**** RECORDS PROVIDED ****

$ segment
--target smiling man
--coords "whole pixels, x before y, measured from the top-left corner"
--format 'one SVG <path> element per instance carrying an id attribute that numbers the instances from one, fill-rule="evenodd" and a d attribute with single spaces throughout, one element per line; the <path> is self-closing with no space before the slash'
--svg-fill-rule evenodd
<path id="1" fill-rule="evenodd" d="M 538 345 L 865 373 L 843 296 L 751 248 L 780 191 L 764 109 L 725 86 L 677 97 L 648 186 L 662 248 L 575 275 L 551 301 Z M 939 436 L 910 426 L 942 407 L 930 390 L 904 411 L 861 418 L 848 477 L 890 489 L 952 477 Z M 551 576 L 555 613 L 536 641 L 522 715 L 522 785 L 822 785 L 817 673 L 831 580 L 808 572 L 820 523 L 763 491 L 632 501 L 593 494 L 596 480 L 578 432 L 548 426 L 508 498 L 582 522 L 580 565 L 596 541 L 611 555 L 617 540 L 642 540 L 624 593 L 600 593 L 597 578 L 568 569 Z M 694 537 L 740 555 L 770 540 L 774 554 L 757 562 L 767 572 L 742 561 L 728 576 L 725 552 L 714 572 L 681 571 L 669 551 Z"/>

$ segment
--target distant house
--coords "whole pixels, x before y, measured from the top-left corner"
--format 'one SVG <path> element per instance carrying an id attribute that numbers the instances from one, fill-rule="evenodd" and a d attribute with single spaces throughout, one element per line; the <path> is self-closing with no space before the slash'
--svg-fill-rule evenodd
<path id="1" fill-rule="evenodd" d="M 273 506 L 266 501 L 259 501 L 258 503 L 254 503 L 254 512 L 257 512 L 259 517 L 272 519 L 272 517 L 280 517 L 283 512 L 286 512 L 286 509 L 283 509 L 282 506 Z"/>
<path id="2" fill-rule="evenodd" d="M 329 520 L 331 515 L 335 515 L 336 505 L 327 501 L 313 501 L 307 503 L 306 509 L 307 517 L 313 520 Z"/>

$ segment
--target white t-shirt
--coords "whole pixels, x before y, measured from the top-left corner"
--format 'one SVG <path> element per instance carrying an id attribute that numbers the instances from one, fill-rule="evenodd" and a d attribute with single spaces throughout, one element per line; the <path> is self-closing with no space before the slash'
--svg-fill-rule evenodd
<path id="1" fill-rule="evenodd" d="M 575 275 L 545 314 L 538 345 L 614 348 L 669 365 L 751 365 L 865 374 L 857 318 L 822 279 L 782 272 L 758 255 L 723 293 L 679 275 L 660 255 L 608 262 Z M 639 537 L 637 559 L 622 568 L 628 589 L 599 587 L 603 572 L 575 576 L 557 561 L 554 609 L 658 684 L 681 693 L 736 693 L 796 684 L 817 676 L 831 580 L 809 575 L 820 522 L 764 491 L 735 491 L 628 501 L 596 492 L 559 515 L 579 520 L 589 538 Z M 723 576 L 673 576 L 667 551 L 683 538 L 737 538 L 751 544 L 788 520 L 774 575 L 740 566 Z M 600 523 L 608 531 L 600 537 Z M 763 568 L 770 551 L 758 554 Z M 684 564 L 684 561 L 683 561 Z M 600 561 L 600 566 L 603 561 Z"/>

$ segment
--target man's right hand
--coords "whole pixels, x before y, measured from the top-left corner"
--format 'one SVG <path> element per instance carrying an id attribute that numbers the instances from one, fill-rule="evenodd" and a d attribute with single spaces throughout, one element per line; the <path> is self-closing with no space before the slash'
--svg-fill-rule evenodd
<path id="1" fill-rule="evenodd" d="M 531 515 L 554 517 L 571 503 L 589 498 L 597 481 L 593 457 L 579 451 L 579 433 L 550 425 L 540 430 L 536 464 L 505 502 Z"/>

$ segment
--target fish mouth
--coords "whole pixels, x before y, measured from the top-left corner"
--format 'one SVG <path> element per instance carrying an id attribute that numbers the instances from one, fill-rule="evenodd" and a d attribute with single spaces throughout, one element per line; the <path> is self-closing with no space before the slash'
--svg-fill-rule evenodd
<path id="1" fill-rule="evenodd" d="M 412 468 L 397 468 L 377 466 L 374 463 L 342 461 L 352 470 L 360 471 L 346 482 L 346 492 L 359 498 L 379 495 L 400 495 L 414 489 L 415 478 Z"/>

****

Please reproduce the lines above word for word, without any changes.

> TASK RESPONSE
$ segment
--target smiling man
--coords "whole pixels, x before y, measured from the top-left corner"
--format 'one SVG <path> element per instance carrying an id attribute that numbers the instances from one, fill-rule="evenodd" and a d attribute with single spaces throughout, one element per line; the <path> is self-closing with no space before the slash'
--svg-fill-rule evenodd
<path id="1" fill-rule="evenodd" d="M 538 345 L 865 373 L 843 296 L 751 248 L 780 191 L 764 109 L 725 86 L 677 97 L 648 186 L 662 248 L 575 275 L 551 301 Z M 939 436 L 910 426 L 942 407 L 930 390 L 904 411 L 861 418 L 848 477 L 890 489 L 952 477 Z M 551 576 L 555 613 L 536 641 L 522 715 L 522 785 L 822 785 L 817 673 L 831 580 L 808 572 L 820 523 L 763 491 L 632 501 L 593 494 L 596 480 L 578 432 L 548 426 L 508 498 L 582 522 L 580 565 L 596 541 L 611 555 L 617 540 L 642 540 L 624 593 L 600 593 L 597 578 L 568 569 Z M 694 537 L 740 555 L 770 540 L 774 554 L 757 562 L 767 572 L 742 561 L 728 576 L 725 552 L 714 572 L 681 571 L 669 551 Z"/>

$ segment
--target distant house
--coords "whole pixels, x before y, measured from the top-left corner"
--format 'one SVG <path> element per instance carrying an id attribute that numbers the instances from one, fill-rule="evenodd" and a d attribute with single spaces throughout, one element per line; the <path> is self-closing with no space before the slash'
--svg-fill-rule evenodd
<path id="1" fill-rule="evenodd" d="M 273 506 L 266 501 L 259 501 L 258 503 L 254 503 L 254 512 L 257 512 L 259 517 L 272 519 L 272 517 L 280 517 L 283 512 L 286 512 L 286 509 L 283 509 L 282 506 Z"/>
<path id="2" fill-rule="evenodd" d="M 329 520 L 331 515 L 335 515 L 336 505 L 327 501 L 313 501 L 307 503 L 306 509 L 307 517 L 313 520 Z"/>

$ segment
--target white t-shirt
--coords "whole pixels, x before y, measured from the top-left corner"
--format 'one SVG <path> element per instance carrying an id attribute that numbers the instances from one, fill-rule="evenodd" and a d attribute with single spaces throughout, one element per line; the <path> is self-closing with no space before the slash'
--svg-fill-rule evenodd
<path id="1" fill-rule="evenodd" d="M 575 275 L 545 314 L 538 345 L 614 348 L 669 365 L 751 365 L 865 374 L 857 318 L 822 279 L 782 272 L 758 255 L 723 293 L 679 275 L 660 255 L 608 262 Z M 639 537 L 637 559 L 622 568 L 628 589 L 599 587 L 603 572 L 575 576 L 557 561 L 554 609 L 658 684 L 681 693 L 736 693 L 796 684 L 817 676 L 831 580 L 809 575 L 820 522 L 764 491 L 735 491 L 628 501 L 596 492 L 559 515 L 579 520 L 589 538 Z M 723 576 L 673 576 L 667 551 L 683 538 L 737 538 L 751 544 L 788 520 L 774 575 L 740 566 Z M 600 523 L 608 531 L 600 537 Z M 763 568 L 770 551 L 758 554 Z M 684 564 L 684 561 L 683 561 Z M 600 561 L 600 566 L 603 561 Z"/>

$ segment
--target man's right hand
--coords "whole pixels, x before y, measured from the top-left corner"
--format 'one SVG <path> element per instance carrying an id attribute that numbers the instances from one, fill-rule="evenodd" and a d attribute with single spaces throughout, one element per line; the <path> is self-closing with no space before the slash'
--svg-fill-rule evenodd
<path id="1" fill-rule="evenodd" d="M 531 515 L 554 517 L 571 503 L 589 498 L 597 481 L 593 457 L 579 451 L 579 433 L 550 425 L 540 430 L 536 464 L 505 502 Z"/>

$ segment
--target fish mouth
--coords "whole pixels, x before y, measured from the top-left corner"
--format 'one SVG <path> element per instance carrying an id attribute that numbers the instances from one, fill-rule="evenodd" and a d attribute with single spaces throughout, one element per line; the <path> is self-closing with no space before the slash'
--svg-fill-rule evenodd
<path id="1" fill-rule="evenodd" d="M 412 468 L 397 468 L 377 466 L 374 463 L 342 461 L 352 470 L 360 471 L 346 482 L 346 492 L 359 498 L 379 495 L 400 495 L 414 489 L 415 478 Z"/>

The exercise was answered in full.